-- Reading text follows --

I am ripping out the smog stuff n probably just put a holley 650 on it. It has a 351 Windsor engine in it now. If there was ever a need for keeping it simple it's with a plow truck. And there is no such thing as too much power. My 76 F-250 highboy has a bored 390, aluminum high rise with a 650 holley on top.


----------



## EWSplow (Dec 4, 2012)

Olwestern said:


> So here I am putting together a new plow truck. A 1984 F-250 with a western plow from the 60s.
> This is a new plow truck to me. And the window defroster heater even works in my new one.
> I am ripping out the smog stuff n probably just put a holley 650 on it. It has a 351 Windsor engine in it now. If there was ever a need for keeping it simple it's with a plow truck. And there is no such thing as too much power. My 76 F-250 highboy has a bored 390, aluminum high rise with a 650 holley on top.


Did you say "HIGHBOY"?
there's someone in Colorado who'd be envious.


----------



## TwiceStroked (Feb 8, 2010)

Olwestern said:


> So here I am putting together a new plow truck. A 1984 F-250 with a western plow from the 60s.

-- Reading text concluded --
-- Information given follows --

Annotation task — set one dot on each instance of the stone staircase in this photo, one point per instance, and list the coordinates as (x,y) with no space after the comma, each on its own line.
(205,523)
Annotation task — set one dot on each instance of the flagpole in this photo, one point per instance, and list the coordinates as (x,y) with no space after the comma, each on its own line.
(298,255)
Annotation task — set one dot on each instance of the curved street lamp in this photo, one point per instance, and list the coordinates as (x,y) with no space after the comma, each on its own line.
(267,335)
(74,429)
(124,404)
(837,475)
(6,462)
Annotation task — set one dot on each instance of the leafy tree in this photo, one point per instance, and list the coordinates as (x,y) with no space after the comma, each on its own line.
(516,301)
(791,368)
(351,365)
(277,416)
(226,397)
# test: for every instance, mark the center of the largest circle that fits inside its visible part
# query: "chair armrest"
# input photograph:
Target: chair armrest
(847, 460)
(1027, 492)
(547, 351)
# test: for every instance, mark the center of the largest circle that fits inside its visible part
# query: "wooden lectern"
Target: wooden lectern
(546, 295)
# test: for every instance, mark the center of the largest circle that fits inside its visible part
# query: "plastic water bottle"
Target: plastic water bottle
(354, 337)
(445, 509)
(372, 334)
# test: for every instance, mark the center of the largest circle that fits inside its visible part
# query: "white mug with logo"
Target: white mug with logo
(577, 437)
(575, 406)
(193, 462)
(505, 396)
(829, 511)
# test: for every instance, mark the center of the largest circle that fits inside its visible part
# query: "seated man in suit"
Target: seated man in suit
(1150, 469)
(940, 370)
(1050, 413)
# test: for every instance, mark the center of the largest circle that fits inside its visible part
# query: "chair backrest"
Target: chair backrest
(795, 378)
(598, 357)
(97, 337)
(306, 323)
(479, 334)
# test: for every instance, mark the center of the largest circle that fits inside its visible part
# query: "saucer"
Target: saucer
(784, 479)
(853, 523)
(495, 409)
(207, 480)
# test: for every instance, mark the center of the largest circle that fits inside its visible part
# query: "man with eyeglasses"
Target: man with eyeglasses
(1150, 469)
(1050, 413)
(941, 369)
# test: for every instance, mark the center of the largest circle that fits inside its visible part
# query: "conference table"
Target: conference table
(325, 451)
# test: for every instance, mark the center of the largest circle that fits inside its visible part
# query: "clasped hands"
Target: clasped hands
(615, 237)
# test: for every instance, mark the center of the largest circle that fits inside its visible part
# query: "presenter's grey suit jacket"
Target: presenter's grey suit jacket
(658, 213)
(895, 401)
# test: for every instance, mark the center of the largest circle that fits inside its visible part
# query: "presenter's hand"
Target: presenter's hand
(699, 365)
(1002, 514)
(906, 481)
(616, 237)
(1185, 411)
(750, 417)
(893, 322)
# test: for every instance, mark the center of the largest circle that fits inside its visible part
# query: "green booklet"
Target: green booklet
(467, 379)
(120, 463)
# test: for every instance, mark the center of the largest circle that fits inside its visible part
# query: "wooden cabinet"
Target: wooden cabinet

-- Information given concluded --

Problems to solve —
a: In the forum thread, what engine is in the 76 F-250 highboy?
b: Retype the forum thread from "## EWSplow (Dec" up to and including "who'd be envious.".
Answer using only the forum thread, not the rows.

Expected results —
a: A bored 390.

b:
## EWSplow (Dec 4, 2012)

Olwestern said:


> So here I am putting together a new plow truck. A 1984 F-250 with a western plow from the 60s.
> This is a new plow truck to me. And the window defroster heater even works in my new one.
> I am ripping out the smog stuff n probably just put a holley 650 on it. It has a 351 Windsor engine in it now. If there was ever a need for keeping it simple it's with a plow truck. And there is no such thing as too much power. My 76 F-250 highboy has a bored 390, aluminum high rise with a 650 holley on top.


Did you say "HIGHBOY"?
there's someone in Colorado who'd be envious.